• Written task:
Please lay out the rows below line by line as a Markdown table with two columns: "No." for the line number and "Text" for the line itself. Leave out any blank lines.

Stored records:
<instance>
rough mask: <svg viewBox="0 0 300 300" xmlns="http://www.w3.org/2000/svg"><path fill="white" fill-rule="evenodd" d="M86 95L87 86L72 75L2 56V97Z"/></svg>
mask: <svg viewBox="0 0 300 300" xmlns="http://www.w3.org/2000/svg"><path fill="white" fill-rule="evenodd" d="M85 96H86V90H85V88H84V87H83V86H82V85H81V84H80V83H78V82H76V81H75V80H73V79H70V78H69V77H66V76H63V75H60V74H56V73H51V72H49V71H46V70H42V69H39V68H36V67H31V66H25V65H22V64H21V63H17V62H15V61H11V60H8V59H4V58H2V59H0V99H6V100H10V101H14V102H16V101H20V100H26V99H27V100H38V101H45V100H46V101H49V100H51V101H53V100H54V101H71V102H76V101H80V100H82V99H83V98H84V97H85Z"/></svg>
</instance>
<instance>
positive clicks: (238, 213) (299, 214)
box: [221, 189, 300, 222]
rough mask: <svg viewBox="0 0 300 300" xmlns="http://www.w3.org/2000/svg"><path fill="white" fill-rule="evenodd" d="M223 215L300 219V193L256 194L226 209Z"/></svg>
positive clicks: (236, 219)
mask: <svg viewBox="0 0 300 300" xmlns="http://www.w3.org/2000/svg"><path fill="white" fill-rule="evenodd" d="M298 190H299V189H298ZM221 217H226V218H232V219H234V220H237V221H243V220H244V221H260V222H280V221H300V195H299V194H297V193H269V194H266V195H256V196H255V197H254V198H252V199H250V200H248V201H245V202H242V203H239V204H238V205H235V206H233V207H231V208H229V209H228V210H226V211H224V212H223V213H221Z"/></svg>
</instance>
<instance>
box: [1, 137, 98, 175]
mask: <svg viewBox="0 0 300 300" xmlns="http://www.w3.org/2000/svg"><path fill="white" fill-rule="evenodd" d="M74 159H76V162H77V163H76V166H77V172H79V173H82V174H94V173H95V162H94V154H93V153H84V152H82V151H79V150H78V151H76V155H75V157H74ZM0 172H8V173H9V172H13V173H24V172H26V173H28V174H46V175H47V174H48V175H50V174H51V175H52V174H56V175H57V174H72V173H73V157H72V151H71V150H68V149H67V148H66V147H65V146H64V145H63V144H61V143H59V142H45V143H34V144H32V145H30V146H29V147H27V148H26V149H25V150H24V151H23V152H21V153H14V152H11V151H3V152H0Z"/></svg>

• Answer section:
| No. | Text |
|---|---|
| 1 | <instance> |
| 2 | rough mask: <svg viewBox="0 0 300 300" xmlns="http://www.w3.org/2000/svg"><path fill="white" fill-rule="evenodd" d="M86 95L87 86L72 75L2 56V97Z"/></svg> |
| 3 | mask: <svg viewBox="0 0 300 300" xmlns="http://www.w3.org/2000/svg"><path fill="white" fill-rule="evenodd" d="M85 96H86V90H85V88H84V87H83V86H82V85H81V84H80V83H78V82H76V81H75V80H73V79H70V78H69V77H66V76H63V75H60V74H56V73H51V72H49V71H46V70H42V69H39V68H36V67H31V66H25V65H22V64H21V63H17V62H15V61H11V60H8V59H4V58H2V59H0V99H6V100H10V101H14V102H16V101H20V100H26V99H27V100H38V101H45V100H46V101H49V100H51V101H53V100H54V101H71V102H76V101H80V100H82V99H83V98H84V97H85Z"/></svg> |
| 4 | </instance> |
| 5 | <instance> |
| 6 | positive clicks: (238, 213) (299, 214) |
| 7 | box: [221, 189, 300, 222] |
| 8 | rough mask: <svg viewBox="0 0 300 300" xmlns="http://www.w3.org/2000/svg"><path fill="white" fill-rule="evenodd" d="M223 215L300 219V193L256 194L226 209Z"/></svg> |
| 9 | positive clicks: (236, 219) |
| 10 | mask: <svg viewBox="0 0 300 300" xmlns="http://www.w3.org/2000/svg"><path fill="white" fill-rule="evenodd" d="M298 190H299V189H298ZM221 217H226V218H232V219H234V220H237V221H243V220H244V221H260V222H280V221H300V195H299V194H297V193H269V194H266V195H256V196H255V197H254V198H252V199H250V200H248V201H245V202H242V203H239V204H238V205H235V206H233V207H231V208H229V209H228V210H226V211H224V212H223V213H221Z"/></svg> |
| 11 | </instance> |
| 12 | <instance> |
| 13 | box: [1, 137, 98, 175] |
| 14 | mask: <svg viewBox="0 0 300 300" xmlns="http://www.w3.org/2000/svg"><path fill="white" fill-rule="evenodd" d="M74 159H76V162H77V163H76V166H77V172H79V173H82V174H94V173H95V162H94V154H93V153H84V152H82V151H79V150H78V151H76V155H75V157H74ZM0 172H8V173H9V172H13V173H24V172H26V173H28V174H46V175H47V174H48V175H50V174H51V175H52V174H56V175H57V174H72V173H73V157H72V151H71V150H68V149H67V148H66V147H65V146H64V145H63V144H61V143H59V142H45V143H34V144H32V145H30V146H29V147H27V148H26V149H25V150H24V151H23V152H21V153H14V152H11V151H3V152H0Z"/></svg> |